Aim of the exercise:
Transcribe the material word for word, but without the images.

** BEGIN Supplied material **

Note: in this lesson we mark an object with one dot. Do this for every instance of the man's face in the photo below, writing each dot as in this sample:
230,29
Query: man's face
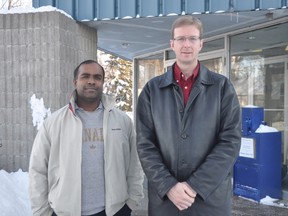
89,83
186,43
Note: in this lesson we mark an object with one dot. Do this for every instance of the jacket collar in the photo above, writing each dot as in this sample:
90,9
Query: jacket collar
107,100
203,77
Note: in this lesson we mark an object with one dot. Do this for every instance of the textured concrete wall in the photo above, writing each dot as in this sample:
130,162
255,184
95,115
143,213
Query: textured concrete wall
38,53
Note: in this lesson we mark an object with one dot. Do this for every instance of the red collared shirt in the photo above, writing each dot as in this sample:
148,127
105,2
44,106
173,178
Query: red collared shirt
185,85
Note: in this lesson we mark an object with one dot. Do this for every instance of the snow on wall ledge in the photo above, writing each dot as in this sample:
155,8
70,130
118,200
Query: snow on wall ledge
33,10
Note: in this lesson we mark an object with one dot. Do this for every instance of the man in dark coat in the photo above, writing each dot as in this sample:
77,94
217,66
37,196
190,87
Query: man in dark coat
188,132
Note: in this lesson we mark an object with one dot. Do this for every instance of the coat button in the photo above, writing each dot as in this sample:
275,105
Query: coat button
184,136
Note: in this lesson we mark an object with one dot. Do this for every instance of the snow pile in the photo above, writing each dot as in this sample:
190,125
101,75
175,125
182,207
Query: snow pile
39,112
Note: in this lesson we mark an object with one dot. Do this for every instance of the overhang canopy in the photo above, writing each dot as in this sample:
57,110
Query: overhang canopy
130,28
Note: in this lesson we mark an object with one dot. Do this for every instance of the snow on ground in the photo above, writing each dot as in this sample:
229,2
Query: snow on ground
14,198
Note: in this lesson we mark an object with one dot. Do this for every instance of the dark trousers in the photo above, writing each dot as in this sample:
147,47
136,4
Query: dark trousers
124,211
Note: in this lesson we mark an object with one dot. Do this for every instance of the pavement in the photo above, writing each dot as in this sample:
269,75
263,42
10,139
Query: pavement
241,206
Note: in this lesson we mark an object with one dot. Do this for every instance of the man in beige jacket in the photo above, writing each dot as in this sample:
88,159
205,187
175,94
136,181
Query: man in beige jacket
84,159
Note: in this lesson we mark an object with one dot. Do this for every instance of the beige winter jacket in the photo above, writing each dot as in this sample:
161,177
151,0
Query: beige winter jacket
55,163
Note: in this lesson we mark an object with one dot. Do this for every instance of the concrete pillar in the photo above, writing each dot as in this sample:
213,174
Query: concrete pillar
38,54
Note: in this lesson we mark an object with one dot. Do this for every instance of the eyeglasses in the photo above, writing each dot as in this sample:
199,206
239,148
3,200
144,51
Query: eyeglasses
191,40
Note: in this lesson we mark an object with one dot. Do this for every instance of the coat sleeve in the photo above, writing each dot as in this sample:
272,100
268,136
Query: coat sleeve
38,177
219,162
158,175
135,175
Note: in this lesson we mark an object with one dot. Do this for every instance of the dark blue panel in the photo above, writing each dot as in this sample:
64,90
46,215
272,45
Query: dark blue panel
265,4
241,5
84,11
67,6
126,8
105,9
40,3
148,8
192,6
219,5
171,6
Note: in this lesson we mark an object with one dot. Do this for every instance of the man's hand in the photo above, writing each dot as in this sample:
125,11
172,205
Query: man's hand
182,195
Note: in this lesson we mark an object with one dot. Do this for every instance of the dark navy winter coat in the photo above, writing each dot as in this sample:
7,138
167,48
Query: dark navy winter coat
198,143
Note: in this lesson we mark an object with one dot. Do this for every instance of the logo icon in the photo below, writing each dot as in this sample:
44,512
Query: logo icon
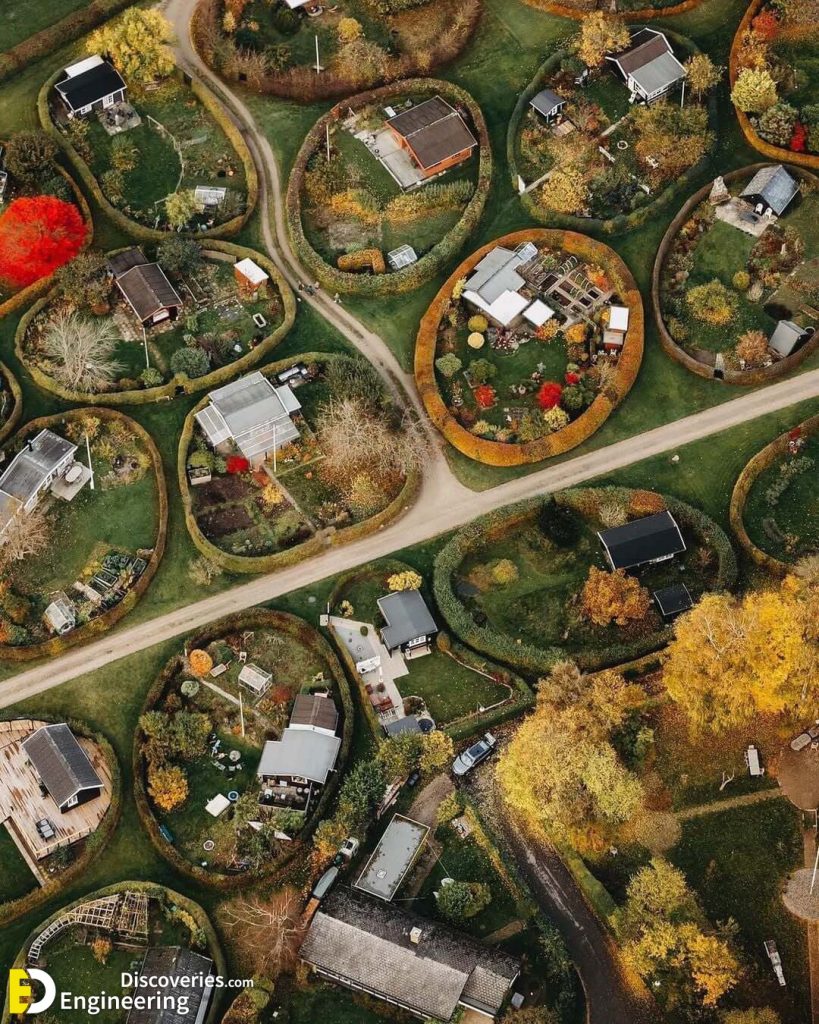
19,990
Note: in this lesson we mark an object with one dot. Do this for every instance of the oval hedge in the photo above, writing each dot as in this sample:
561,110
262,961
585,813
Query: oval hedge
776,153
526,656
125,223
92,846
759,375
507,454
10,385
93,628
320,540
430,263
736,511
152,889
622,221
253,619
141,396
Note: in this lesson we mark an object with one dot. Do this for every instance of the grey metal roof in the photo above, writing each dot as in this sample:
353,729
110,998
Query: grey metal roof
393,857
60,762
774,185
407,617
300,753
367,942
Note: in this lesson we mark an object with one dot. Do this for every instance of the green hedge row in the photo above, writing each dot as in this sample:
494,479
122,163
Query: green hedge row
92,846
318,542
622,222
124,222
56,645
439,256
142,396
528,656
254,619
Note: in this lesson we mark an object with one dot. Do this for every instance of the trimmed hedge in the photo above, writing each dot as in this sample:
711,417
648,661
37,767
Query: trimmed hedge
301,83
10,383
316,544
752,377
527,656
253,619
507,454
767,457
152,889
621,222
437,258
56,645
124,222
775,153
215,378
34,291
90,850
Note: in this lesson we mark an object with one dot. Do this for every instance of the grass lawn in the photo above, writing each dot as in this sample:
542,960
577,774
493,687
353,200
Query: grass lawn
737,861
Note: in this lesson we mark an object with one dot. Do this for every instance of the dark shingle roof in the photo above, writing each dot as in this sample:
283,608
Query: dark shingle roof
60,762
91,86
643,541
368,943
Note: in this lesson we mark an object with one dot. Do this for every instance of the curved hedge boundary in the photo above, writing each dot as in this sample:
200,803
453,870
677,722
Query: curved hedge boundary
305,86
56,645
214,946
430,263
647,14
13,388
316,544
736,510
38,288
775,153
502,647
622,221
92,845
28,51
507,454
189,385
760,375
125,223
255,619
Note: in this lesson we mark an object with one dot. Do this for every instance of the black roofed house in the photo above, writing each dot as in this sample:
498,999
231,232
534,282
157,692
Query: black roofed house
771,190
652,539
648,66
184,997
434,134
410,625
92,84
421,966
62,766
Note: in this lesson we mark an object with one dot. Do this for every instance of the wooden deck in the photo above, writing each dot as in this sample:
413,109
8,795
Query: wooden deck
23,804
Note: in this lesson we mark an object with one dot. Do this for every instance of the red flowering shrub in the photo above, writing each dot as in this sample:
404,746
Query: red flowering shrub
484,395
549,395
37,236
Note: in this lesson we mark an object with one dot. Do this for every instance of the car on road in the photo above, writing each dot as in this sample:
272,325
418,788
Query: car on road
473,756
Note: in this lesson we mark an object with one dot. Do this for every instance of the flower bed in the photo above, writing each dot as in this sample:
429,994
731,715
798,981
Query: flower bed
653,152
196,351
772,69
536,617
718,292
557,404
773,510
300,660
99,548
459,192
273,51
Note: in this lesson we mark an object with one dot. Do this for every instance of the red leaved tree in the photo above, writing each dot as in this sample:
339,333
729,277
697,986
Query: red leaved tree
38,235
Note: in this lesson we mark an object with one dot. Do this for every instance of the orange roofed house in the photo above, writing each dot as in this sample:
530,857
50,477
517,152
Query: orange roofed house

** END Supplied material **

Written answer:
Note: in this lesson we mark an object with one dot. Do this for every instance of the man's face in the photo below, writing each dot as in this sample:
230,29
Query: man's face
89,83
186,43
Note: in this lesson we mark an object with one dot. Do this for every instance of the jacket collar in the photo above, writing each dot as in this sample:
90,9
Query: jacket collar
107,100
203,77
Note: in this lesson we mark an object with one dot. Do this for every instance of the textured concrete wall in the photo above, writing each dot as in this sample:
130,162
255,184
95,115
143,213
Query: textured concrete wall
38,53
Note: in this lesson we mark an object with one dot. Do this for every instance of the red collared shirt in the photo above, writing each dot as in this sample:
148,127
105,2
44,106
173,178
Query: red collared shirt
185,85
Note: in this lesson we mark an object with one dot. Do this for every instance of the snow on wall ledge in the photo above, writing each dot as in this sample:
155,8
70,130
118,200
Query: snow on wall ledge
33,10
Note: in this lesson we mark an object with one dot. Do this for every instance of the man in dark coat in the photo above, writing each dot as in this sample:
77,94
217,66
37,196
190,87
Query: man in dark coat
188,132
Note: in this lesson we mark an object with one dot. Do this for every instance of the coat button in the photo above, writing each dot as in this sample:
275,105
Query: coat button
184,136
Note: in this lesson we mark an object with one dot. Do this for every instance of the snow pile in the photo above, writing each dot as in this sample:
190,125
101,75
175,125
182,207
Query: snow pile
39,112
Note: in this lesson we mark an object with one dot. Do this for every instance of the overhang canopy in the photo above, writing each dot as in this sample:
57,110
Query: overhang canopy
130,28
Note: in this lesson we mark an object with one dot. Do this for every instance of the snow on ground in the photo above, writing each dot as in this sample:
229,2
Query: snow on ground
14,198
Note: in this lesson we mark an object with one dot. Do this for every instance of the dark trousers in the photo above, writing each dot as in this sample:
147,47
136,4
Query: dark trousers
124,211
Note: in this lesson we mark an object with one dot. Do this for every instance of the pavement in the photo above, writing each dot as in this sample:
269,75
263,42
10,139
Query: pavement
241,206
Note: in this lesson we mark an object with one dot. Do this for every instance of the man in beige jacket in the photo above, writing each dot as in this sample:
88,159
205,187
175,94
136,181
Query: man in beige jacket
84,159
Note: in this lesson we mark an object with one dot. Do this for every instance of the beige winter jacket in the photo above, writing each dot as in this sample:
161,177
151,0
Query: beige winter jacket
55,163
Note: in this lesson we mark an object with one dot. Do this for every instance of the concrete pillar in the photo above, writing each dot as in this sample:
213,174
Query: concrete pillar
38,54
Note: in this lesson we mark an object with one dot. Do this for every instance of the eyeglasses in the photo above, writing each dot as in this sample:
199,206
239,148
3,200
144,51
Query: eyeglasses
191,40
Note: in this lesson we mark an object with one dot. Do this for every instance of the coat sleeve in the photo above, writing each dot as in this sample:
272,100
268,136
Query: coat sleeve
38,177
219,162
158,175
135,175
Note: in this lesson we mark an object with one dot. Do this for every instance of the dark blue panel in the photo above, writing each dot as in this sample:
64,90
46,215
272,45
Query: dark blue panel
265,4
241,5
84,11
67,6
126,8
105,9
40,3
148,8
192,6
219,5
171,6
Note: in this lesson we mark an object with one dot. Do this for every instance of the man's hand in the photo above, writing each dot as in this sample:
125,11
172,205
Query: man's hand
182,195
Note: in this lesson we mark an object with one dot. Do this for every instance of the dark navy winter coat in the photo above, writing each dot as in this sample:
7,138
167,48
Query: dark navy winter coat
198,143
Note: in this lesson we mark an object with one dot. Do this for every instance of the logo icon in the photo below, writing each dot as in this sample:
44,512
Query: logo icon
19,990
Note: in this lesson we mark an object with one dot. Do this for every instance of the oval hedge in the photo above, writing each dot as in this sample:
561,110
262,961
585,813
Query: oval hedge
776,153
526,656
125,223
92,846
759,375
507,454
10,385
93,628
320,540
430,263
736,511
152,889
622,221
253,619
141,396
Note: in this lesson we mark an object with one dot. Do this for every instance of the grey metal roof in the photo above, writing each dot as in this sample:
353,729
110,998
Query: grey metal roof
393,857
60,762
774,185
407,617
300,753
367,942
Note: in this lesson we mark an object with one dot. Do this for every instance of the green hedge row in the photo above, writing each dot as in this sample:
494,479
122,163
Query: green hedge row
92,846
318,542
622,222
124,222
56,645
439,256
142,396
528,656
254,619
Note: in this lesson we mark an object with one dot. Do this for every instance of the trimmed hedge in the photo above, writing each dot as in this sample:
711,417
648,661
37,767
Query: trimmed hedge
301,83
10,383
316,544
752,377
527,656
253,619
507,454
767,457
152,889
621,222
437,258
56,645
124,222
775,153
215,378
34,291
90,850
Note: in this lesson we mark an object with one dot. Do this for every instance of the grass lawn in the photo above, writing each dot as in this sample:
542,960
577,774
493,687
353,200
Query: grass lawn
737,861
Note: in this lesson we mark an object with one dot. Do this for every instance of the dark shingle roof in the photo above, writing each dot as in this sample:
283,608
Query: dark shingle roof
60,762
91,86
643,541
368,943
Note: in this lesson we mark an object with one dot. Do this for every instance of the curved hedge boundary in the photo above, writing each dot as in this sample:
200,803
453,870
677,722
Query: curved hedge boundary
305,86
56,645
214,946
430,263
647,14
13,388
316,544
736,510
38,288
775,153
502,647
622,221
92,845
28,51
507,454
189,385
760,375
125,223
255,619
Note: in this lesson we mark an object with one dot. Do this for every instance of the black roofed house in the photo above, writing each dot as in this sample:
498,999
231,232
534,282
157,692
Query: black roofed house
771,190
652,539
648,66
184,997
434,134
410,625
92,84
421,966
62,766
Note: in this lesson we mark an object with one dot. Do this for every instance of the wooden deck in the photo above, writing each dot as in this sample:
413,109
8,795
Query: wooden deck
23,804
Note: in this lesson we mark an object with one dot. Do this for every instance of the red flowering shrub in the photo above, writing each dot as in this sample:
404,746
Query: red flowering shrub
484,395
549,395
37,236
Note: in this lesson we mark an object with one dot. Do this for every instance of the car on road in the photo above, writing each dot as in this sample:
272,325
418,788
Query: car on road
473,756
Note: in this lesson we mark an object with one dot. Do this for every instance of the flower bed in the photo above, writing each dot as in this sample:
429,994
731,715
798,981
Query: flower bed
653,152
196,351
772,69
536,617
718,292
557,404
773,510
300,660
99,548
459,192
273,51
Note: in this lesson we mark an object with one dot. Do this for every instance of the red leaved tree in the photo above, writing each dot as in this sample:
339,333
729,277
697,986
Query: red leaved tree
38,235
Note: in this lesson we mark an object with one dot. Do this for every instance of the orange roofed house in the photo above, writing each dot as in this sample:
530,857
50,477
517,152
Query: orange roofed house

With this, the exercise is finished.